* START EXERCISE DATA *

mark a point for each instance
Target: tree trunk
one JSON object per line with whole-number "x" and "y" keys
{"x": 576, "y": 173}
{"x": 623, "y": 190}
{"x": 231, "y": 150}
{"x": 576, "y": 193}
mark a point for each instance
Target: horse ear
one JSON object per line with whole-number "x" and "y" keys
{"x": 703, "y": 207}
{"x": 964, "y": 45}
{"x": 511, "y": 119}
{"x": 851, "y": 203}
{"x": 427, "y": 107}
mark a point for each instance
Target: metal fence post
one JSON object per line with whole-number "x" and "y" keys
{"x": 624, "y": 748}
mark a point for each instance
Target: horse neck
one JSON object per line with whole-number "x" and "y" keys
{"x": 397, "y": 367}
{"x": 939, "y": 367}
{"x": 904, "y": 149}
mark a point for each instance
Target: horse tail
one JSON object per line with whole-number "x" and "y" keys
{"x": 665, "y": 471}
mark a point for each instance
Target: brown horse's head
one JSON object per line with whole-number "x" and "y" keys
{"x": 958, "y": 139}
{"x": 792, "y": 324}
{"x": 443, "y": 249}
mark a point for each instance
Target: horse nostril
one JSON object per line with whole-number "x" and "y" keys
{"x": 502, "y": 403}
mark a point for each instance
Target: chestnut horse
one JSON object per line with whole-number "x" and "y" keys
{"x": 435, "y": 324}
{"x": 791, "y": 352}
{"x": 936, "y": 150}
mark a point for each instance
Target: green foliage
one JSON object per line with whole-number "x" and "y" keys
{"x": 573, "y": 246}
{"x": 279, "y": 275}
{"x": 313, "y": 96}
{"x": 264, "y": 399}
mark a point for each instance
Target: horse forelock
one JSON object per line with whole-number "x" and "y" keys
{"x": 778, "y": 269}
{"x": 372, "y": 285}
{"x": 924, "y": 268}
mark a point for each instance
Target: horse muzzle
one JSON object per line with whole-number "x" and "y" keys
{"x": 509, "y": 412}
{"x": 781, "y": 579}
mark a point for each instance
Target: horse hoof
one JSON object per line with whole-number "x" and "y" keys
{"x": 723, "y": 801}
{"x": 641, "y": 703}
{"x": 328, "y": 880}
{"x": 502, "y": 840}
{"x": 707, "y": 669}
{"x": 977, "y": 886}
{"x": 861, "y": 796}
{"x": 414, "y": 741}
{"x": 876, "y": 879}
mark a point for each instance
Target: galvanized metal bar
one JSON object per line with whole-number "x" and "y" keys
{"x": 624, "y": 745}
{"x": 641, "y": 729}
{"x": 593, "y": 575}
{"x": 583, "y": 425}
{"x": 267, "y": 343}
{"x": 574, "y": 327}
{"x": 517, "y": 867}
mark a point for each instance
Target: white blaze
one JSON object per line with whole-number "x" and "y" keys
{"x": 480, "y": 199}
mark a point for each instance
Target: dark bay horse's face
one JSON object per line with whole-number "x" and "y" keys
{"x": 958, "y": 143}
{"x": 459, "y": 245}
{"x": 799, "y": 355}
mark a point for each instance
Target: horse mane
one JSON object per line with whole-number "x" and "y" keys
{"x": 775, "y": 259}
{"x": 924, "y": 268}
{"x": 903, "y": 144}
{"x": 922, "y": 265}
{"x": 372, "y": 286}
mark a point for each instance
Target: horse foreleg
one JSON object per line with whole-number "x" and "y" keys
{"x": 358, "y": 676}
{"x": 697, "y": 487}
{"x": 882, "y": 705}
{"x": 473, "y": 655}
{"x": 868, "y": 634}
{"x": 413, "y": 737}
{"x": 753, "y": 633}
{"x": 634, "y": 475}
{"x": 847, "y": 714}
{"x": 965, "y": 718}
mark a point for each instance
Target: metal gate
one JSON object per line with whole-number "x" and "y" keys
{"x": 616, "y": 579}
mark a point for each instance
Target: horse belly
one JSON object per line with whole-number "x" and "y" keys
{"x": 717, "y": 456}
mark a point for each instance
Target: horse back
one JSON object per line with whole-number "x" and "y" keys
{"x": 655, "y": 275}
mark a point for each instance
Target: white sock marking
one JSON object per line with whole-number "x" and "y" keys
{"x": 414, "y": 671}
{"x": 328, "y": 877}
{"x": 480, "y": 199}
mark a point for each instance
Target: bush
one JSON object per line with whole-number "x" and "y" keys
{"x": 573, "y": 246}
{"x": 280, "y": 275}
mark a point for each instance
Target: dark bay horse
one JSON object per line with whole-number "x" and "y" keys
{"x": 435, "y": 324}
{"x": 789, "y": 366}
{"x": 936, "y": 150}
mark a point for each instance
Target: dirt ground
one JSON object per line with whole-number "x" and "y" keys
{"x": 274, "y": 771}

* END EXERCISE DATA *

» GIVEN INSTRUCTION: Copy out every line of the data above, exactly as given.

» FINISHED TASK:
mark a point for each instance
Target: tree trunk
one JSON object per line with whole-number "x" and "y" keys
{"x": 576, "y": 173}
{"x": 623, "y": 190}
{"x": 231, "y": 150}
{"x": 576, "y": 193}
mark a point for each instance
Target: horse ear
one JSON object per line with whole-number "x" and "y" keys
{"x": 703, "y": 207}
{"x": 964, "y": 45}
{"x": 511, "y": 119}
{"x": 851, "y": 203}
{"x": 427, "y": 107}
mark a point for each instance
Target: metal fence post
one JSON object per line with whole-number "x" and "y" keys
{"x": 624, "y": 748}
mark a point for each instance
Target: horse neck
one JSON object per line with whole-number "x" and "y" keys
{"x": 397, "y": 367}
{"x": 939, "y": 367}
{"x": 904, "y": 149}
mark a point for each instance
Target: horse tail
one JSON object per line with whole-number "x" and "y" keys
{"x": 665, "y": 471}
mark a point for each instance
Target: brown horse's head
one JSON object per line with whole-number "x" and "y" keys
{"x": 958, "y": 139}
{"x": 792, "y": 324}
{"x": 443, "y": 249}
mark a point for each instance
Target: horse nostril
one JSON object per line with whole-number "x" and "y" keys
{"x": 502, "y": 403}
mark a point for each instance
Target: chestnut horse
one JSON object per line with whole-number "x" and "y" keys
{"x": 435, "y": 324}
{"x": 791, "y": 352}
{"x": 936, "y": 150}
mark a point for each instance
Target: green foliage
one JSON object per line with whole-number "x" and "y" keys
{"x": 573, "y": 246}
{"x": 279, "y": 275}
{"x": 313, "y": 96}
{"x": 264, "y": 399}
mark a point for each instance
Target: horse forelock
one JSON object per line with whole-number "x" and "y" keys
{"x": 778, "y": 269}
{"x": 372, "y": 285}
{"x": 924, "y": 268}
mark a point for each instance
Target: horse muzzle
one JSON object per line with whole-number "x" and "y" keys
{"x": 509, "y": 412}
{"x": 781, "y": 579}
mark a point for each instance
Target: horse hoof
one JSON object per line with whole-number "x" and "y" keys
{"x": 723, "y": 801}
{"x": 641, "y": 703}
{"x": 328, "y": 880}
{"x": 502, "y": 840}
{"x": 707, "y": 669}
{"x": 977, "y": 886}
{"x": 861, "y": 796}
{"x": 414, "y": 741}
{"x": 876, "y": 879}
mark a point for each instance
Target: galvanized metal bar
one JSON object per line with whole-number "x" and "y" keys
{"x": 624, "y": 745}
{"x": 641, "y": 729}
{"x": 593, "y": 575}
{"x": 583, "y": 425}
{"x": 267, "y": 343}
{"x": 574, "y": 327}
{"x": 517, "y": 867}
mark a point for each instance
Target: white blaze
one JSON object per line with whole-number "x" and "y" keys
{"x": 480, "y": 199}
mark a point for each instance
Target: dark bay horse's face
one JSON object per line with whole-number "x" and "y" keys
{"x": 958, "y": 143}
{"x": 459, "y": 245}
{"x": 799, "y": 355}
mark a point for each instance
Target: horse mane
one JSON object per line with whole-number "x" and "y" keys
{"x": 775, "y": 259}
{"x": 924, "y": 268}
{"x": 903, "y": 144}
{"x": 922, "y": 265}
{"x": 372, "y": 286}
mark a point for each instance
Target: horse foreleg
one JSON object per line with whole-number "x" and "y" keys
{"x": 358, "y": 676}
{"x": 697, "y": 487}
{"x": 882, "y": 705}
{"x": 473, "y": 655}
{"x": 868, "y": 634}
{"x": 413, "y": 737}
{"x": 753, "y": 633}
{"x": 634, "y": 475}
{"x": 847, "y": 714}
{"x": 965, "y": 718}
mark a point for each instance
Target: metal gate
one JSON object per line with whole-number "x" and "y" keys
{"x": 616, "y": 579}
mark a point for each instance
Target: horse belly
one JSON object per line with whole-number "x" and "y" keys
{"x": 717, "y": 456}
mark a point for each instance
Target: horse back
one JSON object per line with whole-number "x" and "y" keys
{"x": 655, "y": 275}
mark a point for each instance
Target: white sock marking
one JSON object per line with whole-number "x" and "y" keys
{"x": 414, "y": 671}
{"x": 328, "y": 877}
{"x": 480, "y": 199}
mark a point for each instance
Target: bush
one JSON object per line with whole-number "x" and "y" keys
{"x": 573, "y": 246}
{"x": 280, "y": 275}
mark a point for each instance
Target: dark bay horse
one JSON object per line with whole-number "x" and "y" keys
{"x": 435, "y": 324}
{"x": 789, "y": 366}
{"x": 936, "y": 150}
mark a point for each instance
Target: dirt ground
one JSON object per line with whole-number "x" and "y" keys
{"x": 274, "y": 771}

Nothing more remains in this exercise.